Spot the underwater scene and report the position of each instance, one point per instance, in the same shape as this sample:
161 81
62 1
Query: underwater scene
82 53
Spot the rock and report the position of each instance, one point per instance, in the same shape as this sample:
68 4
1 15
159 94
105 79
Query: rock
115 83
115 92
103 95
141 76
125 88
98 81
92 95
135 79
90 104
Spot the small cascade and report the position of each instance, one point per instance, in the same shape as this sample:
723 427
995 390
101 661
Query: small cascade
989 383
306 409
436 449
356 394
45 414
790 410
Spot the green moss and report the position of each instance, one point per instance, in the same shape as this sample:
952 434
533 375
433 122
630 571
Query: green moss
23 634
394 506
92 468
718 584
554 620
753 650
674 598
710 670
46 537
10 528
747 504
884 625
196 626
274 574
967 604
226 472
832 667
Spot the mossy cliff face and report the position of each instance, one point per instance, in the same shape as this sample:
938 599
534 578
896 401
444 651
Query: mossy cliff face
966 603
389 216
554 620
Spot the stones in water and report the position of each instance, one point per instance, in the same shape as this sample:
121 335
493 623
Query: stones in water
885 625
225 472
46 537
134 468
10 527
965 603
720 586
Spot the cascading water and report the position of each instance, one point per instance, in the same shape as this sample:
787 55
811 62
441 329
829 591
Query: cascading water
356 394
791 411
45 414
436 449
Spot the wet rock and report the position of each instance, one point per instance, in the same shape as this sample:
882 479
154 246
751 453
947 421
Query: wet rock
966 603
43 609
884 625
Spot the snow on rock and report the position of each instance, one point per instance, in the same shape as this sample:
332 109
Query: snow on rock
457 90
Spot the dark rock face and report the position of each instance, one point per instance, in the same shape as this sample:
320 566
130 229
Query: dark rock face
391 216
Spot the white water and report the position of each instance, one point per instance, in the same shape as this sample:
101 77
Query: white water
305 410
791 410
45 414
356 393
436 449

• • • • • • •

## Task objective:
Could you arrange every line of the records above as a numbered list, leaving out any blank lines?

## Reply:
1. Spot the underwater scene and report the position of each instance, one point per instance, in the same shape as this sample:
2. 161 81
3. 62 1
4. Query: underwater scene
5. 82 53
6. Spot the rock and report the position of each instance, one point per instance, in the same shape as this sample:
7. 68 4
8. 1 15
9. 159 94
10. 105 79
11. Query: rock
12. 115 83
13. 115 92
14. 103 95
15. 141 76
16. 125 88
17. 98 81
18. 92 95
19. 135 79
20. 90 104
21. Spot the small cascade and report the position of each instance, one point per instance, in the same shape as this sample:
22. 723 427
23. 995 390
24. 101 661
25. Query: small cascade
26. 989 383
27. 306 409
28. 436 449
29. 356 394
30. 45 414
31. 790 410
32. Spot the green moss and report the position of each instance, one point per instance, in the same shape as this sample:
33. 952 434
34. 533 375
35. 433 122
36. 630 571
37. Query: green moss
38. 23 634
39. 394 506
40. 92 468
41. 718 584
42. 554 620
43. 753 650
44. 674 598
45. 710 670
46. 46 537
47. 10 528
48. 747 504
49. 884 625
50. 196 626
51. 274 574
52. 967 604
53. 226 472
54. 832 667
55. Spot the mossy cliff face and report the position of each instance, one point per instance, in the same shape as this sample:
56. 938 599
57. 534 578
58. 896 401
59. 444 651
60. Query: mossy cliff face
61. 966 603
62. 389 216
63. 554 620
64. Spot the stones in water and report the position of each instance, one point per instance, in the same shape as this sample:
65. 121 335
66. 493 623
67. Query: stones in water
68. 885 625
69. 225 472
70. 46 537
71. 134 468
72. 10 527
73. 965 603
74. 720 586
75. Spot the cascading water and report the position of each instance, one point per instance, in the same shape as this sample:
76. 787 55
77. 811 62
78. 441 329
79. 829 591
80. Query: cascading water
81. 356 394
82. 791 411
83. 45 414
84. 436 449
85. Spot the wet rock and report the position of each instance, one point per instance, in the same shape as this sample:
86. 882 479
87. 154 246
88. 751 453
89. 947 421
90. Query: wet rock
91. 966 603
92. 43 609
93. 884 625
94. Spot the snow on rock and report the position of each instance, one point per instance, in the same shape as this sample:
95. 332 109
96. Query: snow on rock
97. 457 90
98. Spot the dark rock face and report the position of each instance, one point per instance, in the same shape as this sample:
99. 320 566
100. 130 229
101. Query: dark rock face
102. 391 216
103. Spot the white water and report the position of each instance, one point per instance, in the same shape as this sample:
104. 101 77
105. Query: white water
106. 305 410
107. 791 410
108. 45 414
109. 356 393
110. 436 449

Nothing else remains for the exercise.